= PEKERJAAN YANG DIMINTA =
Teruskan artikel tentang protes warga terhadap pembangunan Grand Galaxy City, dimulai setelah kalimat terakhirnya.

= TEKS HALAMAN =
┏━━
Baca berita tanpa iklan. Gabung Kompas.com+

Ketika Pembangunan Menuai Protes

Kompas.com - 20/02/2013, 11:46 WIB
Ambrosius Harto Manumoyoso

Penulis

oleh Ambrosius Harto M

Banjir pada Desember 2012 dan Januari 2013 membuat jengkel warga Jakasetia dan Pekayon Jaya, Bekasi Selatan, Kota Bekasi. Masyarakat menuding salah satu sebab banjir tidak teratasi ialah pembangunan Grand Galaxy City. Selain itu, pembangunan kompleks terpadu terdiri atas perumahan, pertokoan, dan perbelanjaan kelas elit itu diduga menyalahi aturan.

Masyarakat yang tinggal di sekitar Grand Galaxy City (GGC) meradang. Warga misalnya yang bermukim di RW 19 Villa Galaxy (Jakasetia) dan RW 25 Taman Cikas (Pekayon Jaya) protes. Mereka terkejut ketika pengembang mulai membangun deretan rumah toko (ruko) dan rumah kantor (rukan) di Blok K.
┗━━
= DATA YANG DIBERIKAN =
┏━━
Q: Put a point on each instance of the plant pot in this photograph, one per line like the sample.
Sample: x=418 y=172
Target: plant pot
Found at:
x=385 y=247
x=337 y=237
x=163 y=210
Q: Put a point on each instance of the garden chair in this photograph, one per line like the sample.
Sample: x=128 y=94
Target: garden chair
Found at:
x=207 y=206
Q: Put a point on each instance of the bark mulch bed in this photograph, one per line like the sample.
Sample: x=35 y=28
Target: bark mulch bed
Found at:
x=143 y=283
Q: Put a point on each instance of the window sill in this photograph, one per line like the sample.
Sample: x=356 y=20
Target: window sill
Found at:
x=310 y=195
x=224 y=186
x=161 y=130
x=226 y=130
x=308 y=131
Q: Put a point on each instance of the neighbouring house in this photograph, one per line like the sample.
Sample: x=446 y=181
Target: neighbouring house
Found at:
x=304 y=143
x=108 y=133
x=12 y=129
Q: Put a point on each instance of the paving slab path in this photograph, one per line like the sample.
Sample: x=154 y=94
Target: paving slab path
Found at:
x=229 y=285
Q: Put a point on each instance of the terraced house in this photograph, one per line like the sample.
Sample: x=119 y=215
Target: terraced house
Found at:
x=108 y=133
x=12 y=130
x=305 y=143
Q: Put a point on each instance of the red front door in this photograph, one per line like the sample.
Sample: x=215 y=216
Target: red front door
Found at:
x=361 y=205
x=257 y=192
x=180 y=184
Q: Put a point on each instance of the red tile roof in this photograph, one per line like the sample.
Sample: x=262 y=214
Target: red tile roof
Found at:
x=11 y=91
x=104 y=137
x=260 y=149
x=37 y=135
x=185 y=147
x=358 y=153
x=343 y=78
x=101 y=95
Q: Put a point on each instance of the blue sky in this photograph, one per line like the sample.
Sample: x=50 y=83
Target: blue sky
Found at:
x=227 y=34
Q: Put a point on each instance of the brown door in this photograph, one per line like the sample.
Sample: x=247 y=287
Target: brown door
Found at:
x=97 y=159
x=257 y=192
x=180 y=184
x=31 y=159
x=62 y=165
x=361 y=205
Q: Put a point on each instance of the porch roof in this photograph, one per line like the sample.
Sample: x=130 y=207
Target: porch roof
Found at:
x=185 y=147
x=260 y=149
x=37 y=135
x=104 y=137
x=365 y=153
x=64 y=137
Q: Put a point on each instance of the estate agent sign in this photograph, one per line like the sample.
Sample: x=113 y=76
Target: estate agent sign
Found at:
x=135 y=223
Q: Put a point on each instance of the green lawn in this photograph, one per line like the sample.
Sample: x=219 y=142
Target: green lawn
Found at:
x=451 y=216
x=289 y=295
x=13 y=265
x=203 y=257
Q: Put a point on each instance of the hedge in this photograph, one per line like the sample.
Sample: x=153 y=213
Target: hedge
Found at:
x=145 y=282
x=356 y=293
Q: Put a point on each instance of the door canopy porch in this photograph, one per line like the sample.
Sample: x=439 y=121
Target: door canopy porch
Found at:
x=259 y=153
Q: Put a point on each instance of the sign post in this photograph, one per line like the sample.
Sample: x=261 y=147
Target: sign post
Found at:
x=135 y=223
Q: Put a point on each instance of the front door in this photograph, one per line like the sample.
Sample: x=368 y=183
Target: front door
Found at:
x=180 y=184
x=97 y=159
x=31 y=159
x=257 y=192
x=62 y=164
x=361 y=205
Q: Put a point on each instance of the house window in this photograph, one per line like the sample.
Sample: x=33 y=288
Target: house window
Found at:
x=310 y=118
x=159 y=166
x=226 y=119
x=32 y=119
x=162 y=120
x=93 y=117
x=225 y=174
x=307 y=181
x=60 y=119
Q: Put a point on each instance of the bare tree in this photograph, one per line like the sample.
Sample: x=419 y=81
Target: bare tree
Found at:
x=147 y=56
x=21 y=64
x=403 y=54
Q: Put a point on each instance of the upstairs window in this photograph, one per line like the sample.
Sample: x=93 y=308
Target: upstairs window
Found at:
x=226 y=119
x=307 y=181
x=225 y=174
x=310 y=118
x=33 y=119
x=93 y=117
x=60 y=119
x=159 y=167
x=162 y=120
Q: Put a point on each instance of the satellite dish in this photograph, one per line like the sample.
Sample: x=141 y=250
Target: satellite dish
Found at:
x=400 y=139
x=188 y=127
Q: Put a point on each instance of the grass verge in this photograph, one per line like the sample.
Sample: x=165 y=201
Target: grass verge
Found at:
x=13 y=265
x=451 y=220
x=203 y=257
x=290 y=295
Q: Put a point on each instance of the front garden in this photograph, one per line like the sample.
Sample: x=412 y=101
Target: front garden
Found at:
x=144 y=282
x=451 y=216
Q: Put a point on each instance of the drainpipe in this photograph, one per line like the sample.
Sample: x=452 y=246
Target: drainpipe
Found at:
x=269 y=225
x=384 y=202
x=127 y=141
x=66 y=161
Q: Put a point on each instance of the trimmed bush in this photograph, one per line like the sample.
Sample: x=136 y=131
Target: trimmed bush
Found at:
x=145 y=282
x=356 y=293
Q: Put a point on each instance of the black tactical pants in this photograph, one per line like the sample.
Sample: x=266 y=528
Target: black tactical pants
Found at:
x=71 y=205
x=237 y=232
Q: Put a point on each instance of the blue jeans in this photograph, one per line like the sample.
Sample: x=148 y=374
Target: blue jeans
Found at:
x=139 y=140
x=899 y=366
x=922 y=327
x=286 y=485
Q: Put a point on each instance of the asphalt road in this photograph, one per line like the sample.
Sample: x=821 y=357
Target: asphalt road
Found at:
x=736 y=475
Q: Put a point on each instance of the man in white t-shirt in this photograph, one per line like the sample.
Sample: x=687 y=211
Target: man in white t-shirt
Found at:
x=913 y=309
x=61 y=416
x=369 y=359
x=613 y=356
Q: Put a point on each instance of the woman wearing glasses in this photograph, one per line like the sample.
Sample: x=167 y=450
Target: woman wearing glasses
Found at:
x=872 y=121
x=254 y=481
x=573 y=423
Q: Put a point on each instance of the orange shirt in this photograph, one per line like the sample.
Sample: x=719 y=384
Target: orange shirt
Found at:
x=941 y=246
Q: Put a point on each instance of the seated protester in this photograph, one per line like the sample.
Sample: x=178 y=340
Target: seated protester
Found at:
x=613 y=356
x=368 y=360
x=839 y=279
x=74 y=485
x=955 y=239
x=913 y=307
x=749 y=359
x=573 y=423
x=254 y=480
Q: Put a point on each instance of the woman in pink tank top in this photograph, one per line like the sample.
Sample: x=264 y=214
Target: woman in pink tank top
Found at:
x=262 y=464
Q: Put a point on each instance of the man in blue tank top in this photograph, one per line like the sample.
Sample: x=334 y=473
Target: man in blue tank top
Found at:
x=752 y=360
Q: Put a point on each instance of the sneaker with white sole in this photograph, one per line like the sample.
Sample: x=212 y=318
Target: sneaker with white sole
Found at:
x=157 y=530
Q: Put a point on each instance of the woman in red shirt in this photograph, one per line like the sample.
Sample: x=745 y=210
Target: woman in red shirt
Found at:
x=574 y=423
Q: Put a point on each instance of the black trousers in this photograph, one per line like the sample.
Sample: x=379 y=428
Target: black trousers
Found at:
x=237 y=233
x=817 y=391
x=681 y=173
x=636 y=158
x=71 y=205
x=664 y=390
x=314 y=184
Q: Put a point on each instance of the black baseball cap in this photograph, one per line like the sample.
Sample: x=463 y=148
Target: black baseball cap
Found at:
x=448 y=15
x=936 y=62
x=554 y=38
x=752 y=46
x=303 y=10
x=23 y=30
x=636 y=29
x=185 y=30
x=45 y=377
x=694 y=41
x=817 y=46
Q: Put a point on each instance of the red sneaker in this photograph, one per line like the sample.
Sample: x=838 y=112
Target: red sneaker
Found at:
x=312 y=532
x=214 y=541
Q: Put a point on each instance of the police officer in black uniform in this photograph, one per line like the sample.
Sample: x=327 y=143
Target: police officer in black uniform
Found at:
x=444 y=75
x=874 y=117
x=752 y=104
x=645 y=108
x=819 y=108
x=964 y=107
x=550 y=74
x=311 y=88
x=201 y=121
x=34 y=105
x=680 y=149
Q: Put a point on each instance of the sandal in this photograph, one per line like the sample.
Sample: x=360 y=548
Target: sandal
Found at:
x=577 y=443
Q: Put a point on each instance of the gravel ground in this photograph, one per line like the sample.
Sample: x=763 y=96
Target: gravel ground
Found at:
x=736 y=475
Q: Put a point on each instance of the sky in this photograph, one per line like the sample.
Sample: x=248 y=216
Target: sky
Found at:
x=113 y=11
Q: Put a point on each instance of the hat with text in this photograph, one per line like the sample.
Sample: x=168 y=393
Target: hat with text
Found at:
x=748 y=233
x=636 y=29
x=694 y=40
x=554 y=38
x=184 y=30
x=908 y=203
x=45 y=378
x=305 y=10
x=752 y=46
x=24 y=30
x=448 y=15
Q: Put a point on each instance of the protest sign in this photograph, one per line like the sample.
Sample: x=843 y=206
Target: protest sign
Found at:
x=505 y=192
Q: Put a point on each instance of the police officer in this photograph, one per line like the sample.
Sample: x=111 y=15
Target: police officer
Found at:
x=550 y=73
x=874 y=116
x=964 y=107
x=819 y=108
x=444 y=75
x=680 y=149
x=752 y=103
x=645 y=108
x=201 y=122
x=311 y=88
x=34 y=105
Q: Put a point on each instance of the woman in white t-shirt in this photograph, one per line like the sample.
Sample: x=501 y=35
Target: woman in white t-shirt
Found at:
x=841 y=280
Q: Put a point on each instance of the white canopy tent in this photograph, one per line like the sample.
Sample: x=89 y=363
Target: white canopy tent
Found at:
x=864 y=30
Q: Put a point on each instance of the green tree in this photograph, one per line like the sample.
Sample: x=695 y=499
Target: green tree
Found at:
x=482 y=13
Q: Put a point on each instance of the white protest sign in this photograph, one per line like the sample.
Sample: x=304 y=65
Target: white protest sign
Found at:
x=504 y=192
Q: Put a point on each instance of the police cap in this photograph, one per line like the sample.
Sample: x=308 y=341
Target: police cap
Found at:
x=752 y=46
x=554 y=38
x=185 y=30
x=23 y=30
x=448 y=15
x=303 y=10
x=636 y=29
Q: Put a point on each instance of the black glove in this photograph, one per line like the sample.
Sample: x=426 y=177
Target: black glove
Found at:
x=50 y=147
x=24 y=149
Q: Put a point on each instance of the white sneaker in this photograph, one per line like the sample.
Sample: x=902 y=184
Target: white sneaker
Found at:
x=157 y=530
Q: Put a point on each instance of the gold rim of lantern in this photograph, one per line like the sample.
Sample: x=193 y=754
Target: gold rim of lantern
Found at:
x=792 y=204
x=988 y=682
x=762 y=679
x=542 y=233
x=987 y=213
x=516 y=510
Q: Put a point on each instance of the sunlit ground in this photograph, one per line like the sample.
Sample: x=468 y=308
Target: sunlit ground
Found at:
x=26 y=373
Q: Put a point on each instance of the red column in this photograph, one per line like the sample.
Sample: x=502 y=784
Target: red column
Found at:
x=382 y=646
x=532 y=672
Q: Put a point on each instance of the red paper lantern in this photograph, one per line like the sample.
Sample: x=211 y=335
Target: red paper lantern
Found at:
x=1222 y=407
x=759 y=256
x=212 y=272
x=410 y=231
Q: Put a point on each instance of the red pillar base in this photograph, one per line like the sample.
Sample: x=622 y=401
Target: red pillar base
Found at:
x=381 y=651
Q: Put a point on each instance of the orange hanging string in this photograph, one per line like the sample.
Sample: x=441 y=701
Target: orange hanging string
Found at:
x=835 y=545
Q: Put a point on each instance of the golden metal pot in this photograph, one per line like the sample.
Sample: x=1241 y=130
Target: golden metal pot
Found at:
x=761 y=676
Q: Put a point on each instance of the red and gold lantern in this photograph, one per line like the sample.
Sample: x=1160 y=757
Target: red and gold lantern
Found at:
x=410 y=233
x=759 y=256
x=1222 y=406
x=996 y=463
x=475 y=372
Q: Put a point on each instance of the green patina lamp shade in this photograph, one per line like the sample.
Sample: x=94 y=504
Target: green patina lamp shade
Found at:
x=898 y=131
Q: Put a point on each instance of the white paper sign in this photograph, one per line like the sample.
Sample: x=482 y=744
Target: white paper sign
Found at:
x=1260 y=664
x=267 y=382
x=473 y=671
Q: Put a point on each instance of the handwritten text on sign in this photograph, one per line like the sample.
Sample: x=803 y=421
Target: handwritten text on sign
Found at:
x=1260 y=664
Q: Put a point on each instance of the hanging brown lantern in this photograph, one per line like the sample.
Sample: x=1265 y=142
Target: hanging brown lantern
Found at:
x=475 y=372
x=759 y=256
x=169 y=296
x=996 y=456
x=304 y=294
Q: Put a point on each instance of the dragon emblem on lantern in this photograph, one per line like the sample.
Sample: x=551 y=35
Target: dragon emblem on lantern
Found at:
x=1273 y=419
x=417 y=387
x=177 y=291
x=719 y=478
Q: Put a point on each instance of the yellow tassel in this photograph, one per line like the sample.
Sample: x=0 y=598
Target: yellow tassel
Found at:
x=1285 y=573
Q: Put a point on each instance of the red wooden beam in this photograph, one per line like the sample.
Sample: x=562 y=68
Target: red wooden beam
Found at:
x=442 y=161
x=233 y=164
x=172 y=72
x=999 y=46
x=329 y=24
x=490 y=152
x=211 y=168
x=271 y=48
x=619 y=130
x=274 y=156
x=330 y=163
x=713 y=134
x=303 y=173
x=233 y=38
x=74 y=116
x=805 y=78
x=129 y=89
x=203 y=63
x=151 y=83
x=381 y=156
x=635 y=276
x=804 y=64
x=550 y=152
┗━━
= HASIL TUGAS =
Warga merasa tidak pernah memberikan izin tetangga, salah satu persyaratan bagi pengembang mendapat izin mendirikan bangunan (IMB) dari Badan Pelayanan Perizinan Terpadu (BPPT) Kota Bekasi. Warga menilai jika izin tetangga tidak ada, maka IMB seharusnya tidak terbit. Pembangunan pun seharusnya tidak terjadi.

Namun, papan proyek bertanggal 23 Januari 2013 menggugurkan penilaian warga. Papan bercat dasar biru di bagian atas itu bertuliskan nama dan alamat pembuat yakni BPPT Kota Bekasi. Papan bercat dasar kuning di bagian bawah menginformasikan pendirian 44 ruko. IMB yang diterbitkan bernomor 503/0038/I-B/BPPT.I/I/2013. Pemegang IMB ialah PT Taman Puri Indah, pengembang Villa Galaxy. Padahal, yang akan membangun pertokoan itu ialah PT Cipta Sedayu Indah, pengembang GGC.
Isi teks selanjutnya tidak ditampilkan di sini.